WHAT YOU SHOULD DO:
A stretch of the entries below is to be set down exactly, running from the line with "Target: roof rack ladder rail" through the line with "Task: Could you identify the rear side", both included, and no other line.

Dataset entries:
┌────────

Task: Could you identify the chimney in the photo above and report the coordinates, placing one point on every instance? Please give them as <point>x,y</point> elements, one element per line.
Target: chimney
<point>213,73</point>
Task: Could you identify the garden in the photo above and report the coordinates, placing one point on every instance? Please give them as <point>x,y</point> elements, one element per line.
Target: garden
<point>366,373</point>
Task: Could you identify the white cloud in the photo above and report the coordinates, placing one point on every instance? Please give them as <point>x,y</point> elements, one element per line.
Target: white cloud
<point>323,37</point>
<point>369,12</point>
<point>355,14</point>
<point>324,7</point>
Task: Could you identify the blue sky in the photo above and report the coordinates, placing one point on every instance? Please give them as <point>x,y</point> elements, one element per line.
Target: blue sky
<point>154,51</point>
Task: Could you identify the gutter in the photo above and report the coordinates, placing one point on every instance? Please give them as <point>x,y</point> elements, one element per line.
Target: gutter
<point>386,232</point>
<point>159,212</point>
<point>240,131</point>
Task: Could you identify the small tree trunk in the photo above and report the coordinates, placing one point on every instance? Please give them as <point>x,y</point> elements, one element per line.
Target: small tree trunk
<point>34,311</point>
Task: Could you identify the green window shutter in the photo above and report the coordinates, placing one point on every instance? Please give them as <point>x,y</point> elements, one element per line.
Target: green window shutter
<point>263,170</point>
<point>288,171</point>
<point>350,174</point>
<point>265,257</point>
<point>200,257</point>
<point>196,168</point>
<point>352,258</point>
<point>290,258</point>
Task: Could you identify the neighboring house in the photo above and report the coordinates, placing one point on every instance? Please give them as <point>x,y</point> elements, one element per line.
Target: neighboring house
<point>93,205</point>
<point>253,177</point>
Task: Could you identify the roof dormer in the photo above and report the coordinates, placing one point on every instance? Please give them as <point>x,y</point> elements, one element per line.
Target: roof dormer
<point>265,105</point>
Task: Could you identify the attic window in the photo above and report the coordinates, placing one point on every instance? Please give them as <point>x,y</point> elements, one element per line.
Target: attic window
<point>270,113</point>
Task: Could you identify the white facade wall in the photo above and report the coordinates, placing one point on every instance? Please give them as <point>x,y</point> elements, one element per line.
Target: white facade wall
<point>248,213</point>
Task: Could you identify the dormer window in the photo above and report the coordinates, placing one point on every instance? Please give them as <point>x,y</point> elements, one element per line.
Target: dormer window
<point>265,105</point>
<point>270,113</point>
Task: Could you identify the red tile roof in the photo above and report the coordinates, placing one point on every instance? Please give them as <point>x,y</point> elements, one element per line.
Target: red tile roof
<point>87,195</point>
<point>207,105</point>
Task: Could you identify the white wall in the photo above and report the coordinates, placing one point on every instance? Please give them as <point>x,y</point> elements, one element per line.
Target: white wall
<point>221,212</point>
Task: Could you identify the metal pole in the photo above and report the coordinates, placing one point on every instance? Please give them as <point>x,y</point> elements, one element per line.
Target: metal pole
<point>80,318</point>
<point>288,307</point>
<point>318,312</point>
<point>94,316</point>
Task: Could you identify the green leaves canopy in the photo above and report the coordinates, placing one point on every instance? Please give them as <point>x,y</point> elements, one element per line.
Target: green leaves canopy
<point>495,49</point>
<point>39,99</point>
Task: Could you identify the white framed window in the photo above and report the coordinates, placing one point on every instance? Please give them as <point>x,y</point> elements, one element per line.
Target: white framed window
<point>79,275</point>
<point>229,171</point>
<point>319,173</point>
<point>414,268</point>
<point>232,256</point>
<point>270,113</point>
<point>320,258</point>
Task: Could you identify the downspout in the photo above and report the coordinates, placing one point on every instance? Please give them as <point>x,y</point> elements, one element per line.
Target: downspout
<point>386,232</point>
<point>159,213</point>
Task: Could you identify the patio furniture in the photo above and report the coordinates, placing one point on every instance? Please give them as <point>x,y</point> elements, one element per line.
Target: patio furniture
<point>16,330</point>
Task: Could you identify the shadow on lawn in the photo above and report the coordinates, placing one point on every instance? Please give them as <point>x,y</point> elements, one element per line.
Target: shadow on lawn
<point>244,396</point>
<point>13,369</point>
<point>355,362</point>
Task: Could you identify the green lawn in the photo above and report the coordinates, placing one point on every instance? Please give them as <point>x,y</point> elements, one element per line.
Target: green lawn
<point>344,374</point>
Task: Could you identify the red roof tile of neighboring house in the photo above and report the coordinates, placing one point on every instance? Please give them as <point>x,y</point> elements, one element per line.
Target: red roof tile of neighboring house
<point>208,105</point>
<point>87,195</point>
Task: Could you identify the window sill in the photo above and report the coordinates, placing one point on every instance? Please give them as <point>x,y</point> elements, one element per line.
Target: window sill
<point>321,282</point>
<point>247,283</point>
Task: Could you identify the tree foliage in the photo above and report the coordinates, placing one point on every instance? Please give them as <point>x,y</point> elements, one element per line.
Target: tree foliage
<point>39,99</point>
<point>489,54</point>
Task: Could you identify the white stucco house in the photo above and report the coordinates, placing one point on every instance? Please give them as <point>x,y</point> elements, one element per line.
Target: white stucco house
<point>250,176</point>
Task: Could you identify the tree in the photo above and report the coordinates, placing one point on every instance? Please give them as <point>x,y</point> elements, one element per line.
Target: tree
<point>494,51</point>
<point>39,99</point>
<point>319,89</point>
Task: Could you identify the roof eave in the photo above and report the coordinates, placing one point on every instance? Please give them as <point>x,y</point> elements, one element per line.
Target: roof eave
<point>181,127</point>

└────────
┌────────

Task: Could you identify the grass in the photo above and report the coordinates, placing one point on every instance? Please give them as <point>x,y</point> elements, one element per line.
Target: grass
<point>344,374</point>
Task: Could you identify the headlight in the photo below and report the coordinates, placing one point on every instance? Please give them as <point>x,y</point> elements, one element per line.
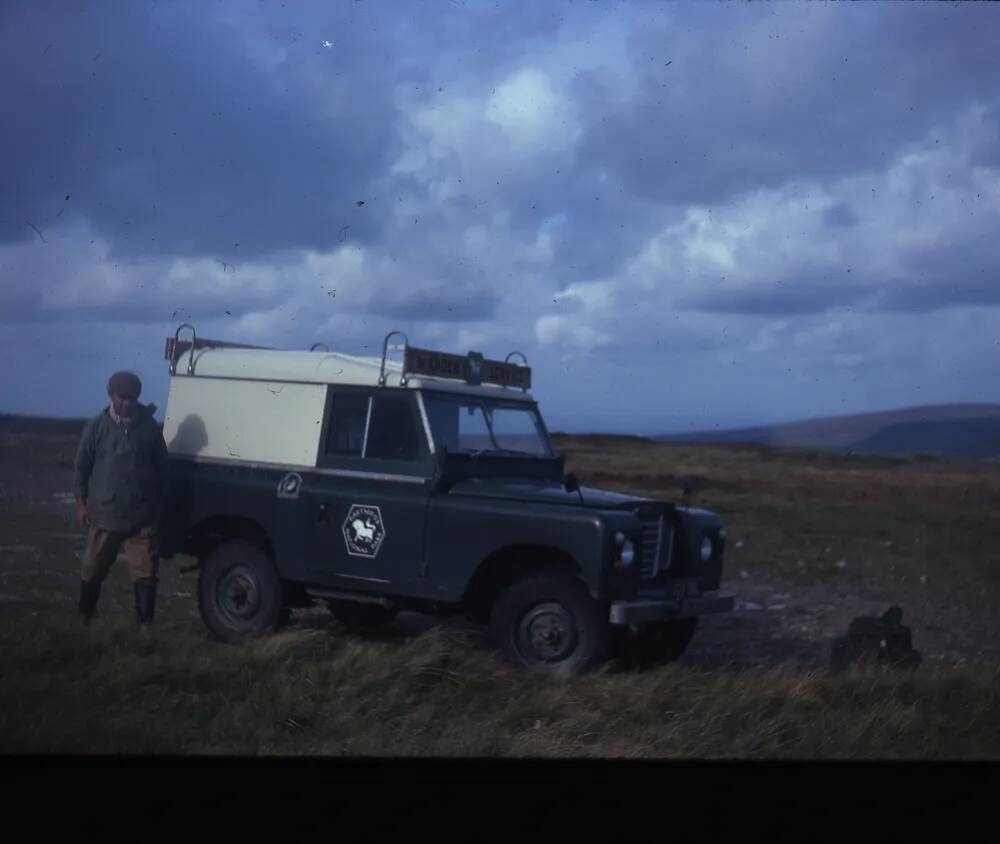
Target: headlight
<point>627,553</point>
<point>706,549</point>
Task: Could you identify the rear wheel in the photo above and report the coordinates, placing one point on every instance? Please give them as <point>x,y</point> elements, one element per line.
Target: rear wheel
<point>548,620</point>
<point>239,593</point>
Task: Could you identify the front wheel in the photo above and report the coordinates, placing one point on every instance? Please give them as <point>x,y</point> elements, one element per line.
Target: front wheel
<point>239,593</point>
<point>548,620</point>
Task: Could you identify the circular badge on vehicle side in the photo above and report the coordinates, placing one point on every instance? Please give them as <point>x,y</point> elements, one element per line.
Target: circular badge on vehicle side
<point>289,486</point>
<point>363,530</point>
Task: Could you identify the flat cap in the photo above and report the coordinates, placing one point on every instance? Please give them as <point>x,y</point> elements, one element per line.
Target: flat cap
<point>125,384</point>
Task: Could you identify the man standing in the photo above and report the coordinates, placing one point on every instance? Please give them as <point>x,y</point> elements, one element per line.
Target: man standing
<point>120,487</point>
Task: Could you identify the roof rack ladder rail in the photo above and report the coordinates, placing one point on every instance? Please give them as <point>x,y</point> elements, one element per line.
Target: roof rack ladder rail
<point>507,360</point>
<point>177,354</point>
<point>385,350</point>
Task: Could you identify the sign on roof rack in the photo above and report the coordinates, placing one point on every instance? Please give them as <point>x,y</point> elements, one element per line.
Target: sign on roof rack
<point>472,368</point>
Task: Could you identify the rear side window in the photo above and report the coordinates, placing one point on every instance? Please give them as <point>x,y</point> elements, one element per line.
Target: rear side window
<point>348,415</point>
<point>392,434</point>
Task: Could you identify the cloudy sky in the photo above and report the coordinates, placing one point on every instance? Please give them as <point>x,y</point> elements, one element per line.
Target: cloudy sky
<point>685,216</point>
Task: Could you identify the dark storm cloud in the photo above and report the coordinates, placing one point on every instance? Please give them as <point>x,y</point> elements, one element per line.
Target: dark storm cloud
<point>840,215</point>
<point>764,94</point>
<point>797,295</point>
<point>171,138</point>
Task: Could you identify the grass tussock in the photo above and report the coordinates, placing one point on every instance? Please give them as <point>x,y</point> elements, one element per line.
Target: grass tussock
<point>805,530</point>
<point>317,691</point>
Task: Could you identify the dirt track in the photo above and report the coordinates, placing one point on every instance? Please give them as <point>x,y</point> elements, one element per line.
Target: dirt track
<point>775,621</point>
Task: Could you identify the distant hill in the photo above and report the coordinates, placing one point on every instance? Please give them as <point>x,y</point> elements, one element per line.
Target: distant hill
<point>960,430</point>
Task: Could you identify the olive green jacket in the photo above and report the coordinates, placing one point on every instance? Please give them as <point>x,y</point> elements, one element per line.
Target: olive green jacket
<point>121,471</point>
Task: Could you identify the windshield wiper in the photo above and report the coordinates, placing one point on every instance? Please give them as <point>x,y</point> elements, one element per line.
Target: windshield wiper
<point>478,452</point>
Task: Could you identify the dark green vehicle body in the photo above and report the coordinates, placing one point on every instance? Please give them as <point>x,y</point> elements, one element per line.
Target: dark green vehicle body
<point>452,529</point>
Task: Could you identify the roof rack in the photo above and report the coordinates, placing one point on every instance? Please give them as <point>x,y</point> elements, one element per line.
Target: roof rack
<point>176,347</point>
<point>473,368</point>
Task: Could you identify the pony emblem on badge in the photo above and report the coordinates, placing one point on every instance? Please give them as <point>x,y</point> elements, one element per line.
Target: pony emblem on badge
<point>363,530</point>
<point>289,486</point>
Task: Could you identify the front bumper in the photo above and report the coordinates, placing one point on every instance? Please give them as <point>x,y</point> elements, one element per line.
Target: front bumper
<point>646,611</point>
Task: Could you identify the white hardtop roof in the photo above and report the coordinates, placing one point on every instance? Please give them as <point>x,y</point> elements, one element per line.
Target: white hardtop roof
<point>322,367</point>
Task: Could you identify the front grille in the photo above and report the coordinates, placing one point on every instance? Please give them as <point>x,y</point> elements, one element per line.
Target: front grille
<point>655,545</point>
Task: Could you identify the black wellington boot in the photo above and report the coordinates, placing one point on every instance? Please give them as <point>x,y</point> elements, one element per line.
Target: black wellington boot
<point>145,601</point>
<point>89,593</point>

└────────
┌────────

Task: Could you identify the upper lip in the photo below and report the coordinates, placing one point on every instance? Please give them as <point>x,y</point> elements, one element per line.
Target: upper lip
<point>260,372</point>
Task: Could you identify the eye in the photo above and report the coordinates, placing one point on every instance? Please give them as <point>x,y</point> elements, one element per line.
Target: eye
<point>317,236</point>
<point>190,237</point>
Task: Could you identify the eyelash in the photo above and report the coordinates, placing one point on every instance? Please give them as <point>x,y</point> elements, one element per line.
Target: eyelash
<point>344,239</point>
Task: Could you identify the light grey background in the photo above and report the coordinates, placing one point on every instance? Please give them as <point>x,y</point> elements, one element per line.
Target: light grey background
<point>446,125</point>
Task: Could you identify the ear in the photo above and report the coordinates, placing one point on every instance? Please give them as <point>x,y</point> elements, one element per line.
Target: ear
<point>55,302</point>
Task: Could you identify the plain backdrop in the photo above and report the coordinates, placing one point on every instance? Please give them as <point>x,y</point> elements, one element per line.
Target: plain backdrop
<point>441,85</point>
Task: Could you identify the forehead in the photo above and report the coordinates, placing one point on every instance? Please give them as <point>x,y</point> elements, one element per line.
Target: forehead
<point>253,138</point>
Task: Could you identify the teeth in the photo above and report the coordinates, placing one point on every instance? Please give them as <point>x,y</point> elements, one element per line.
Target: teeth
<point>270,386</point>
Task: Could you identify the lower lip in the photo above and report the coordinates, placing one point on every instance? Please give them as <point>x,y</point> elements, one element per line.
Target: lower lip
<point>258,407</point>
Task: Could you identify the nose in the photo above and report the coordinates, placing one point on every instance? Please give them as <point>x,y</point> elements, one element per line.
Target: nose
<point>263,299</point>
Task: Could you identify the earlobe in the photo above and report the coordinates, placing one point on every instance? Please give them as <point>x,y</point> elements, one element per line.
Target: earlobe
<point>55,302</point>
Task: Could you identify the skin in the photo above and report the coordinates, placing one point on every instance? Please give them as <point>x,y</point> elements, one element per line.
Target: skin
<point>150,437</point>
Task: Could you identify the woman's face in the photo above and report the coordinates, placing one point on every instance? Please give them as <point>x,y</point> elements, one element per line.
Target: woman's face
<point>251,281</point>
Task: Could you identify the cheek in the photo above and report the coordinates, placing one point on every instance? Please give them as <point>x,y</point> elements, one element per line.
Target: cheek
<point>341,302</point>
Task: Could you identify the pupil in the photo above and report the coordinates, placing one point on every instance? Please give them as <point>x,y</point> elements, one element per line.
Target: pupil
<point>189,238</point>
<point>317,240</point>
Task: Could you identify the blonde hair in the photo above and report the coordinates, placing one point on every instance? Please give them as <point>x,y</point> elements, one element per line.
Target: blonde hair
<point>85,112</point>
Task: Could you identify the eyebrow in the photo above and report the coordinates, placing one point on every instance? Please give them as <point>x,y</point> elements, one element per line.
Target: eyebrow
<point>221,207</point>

└────────

RESULT FOR THIS TASK:
Target: roof rack ladder rail
<point>507,360</point>
<point>177,354</point>
<point>385,350</point>
Task: Could you identify the sign on roof rack in the photo above and report the coordinates, placing one point on every instance? Please give them as <point>x,y</point> elements, one element per line.
Target: sign on roof rack
<point>472,368</point>
Task: Could you identify the rear side window in the photo above and report the coordinates, placing one point on every instance? Please give them as <point>x,y</point> elements, one element per line.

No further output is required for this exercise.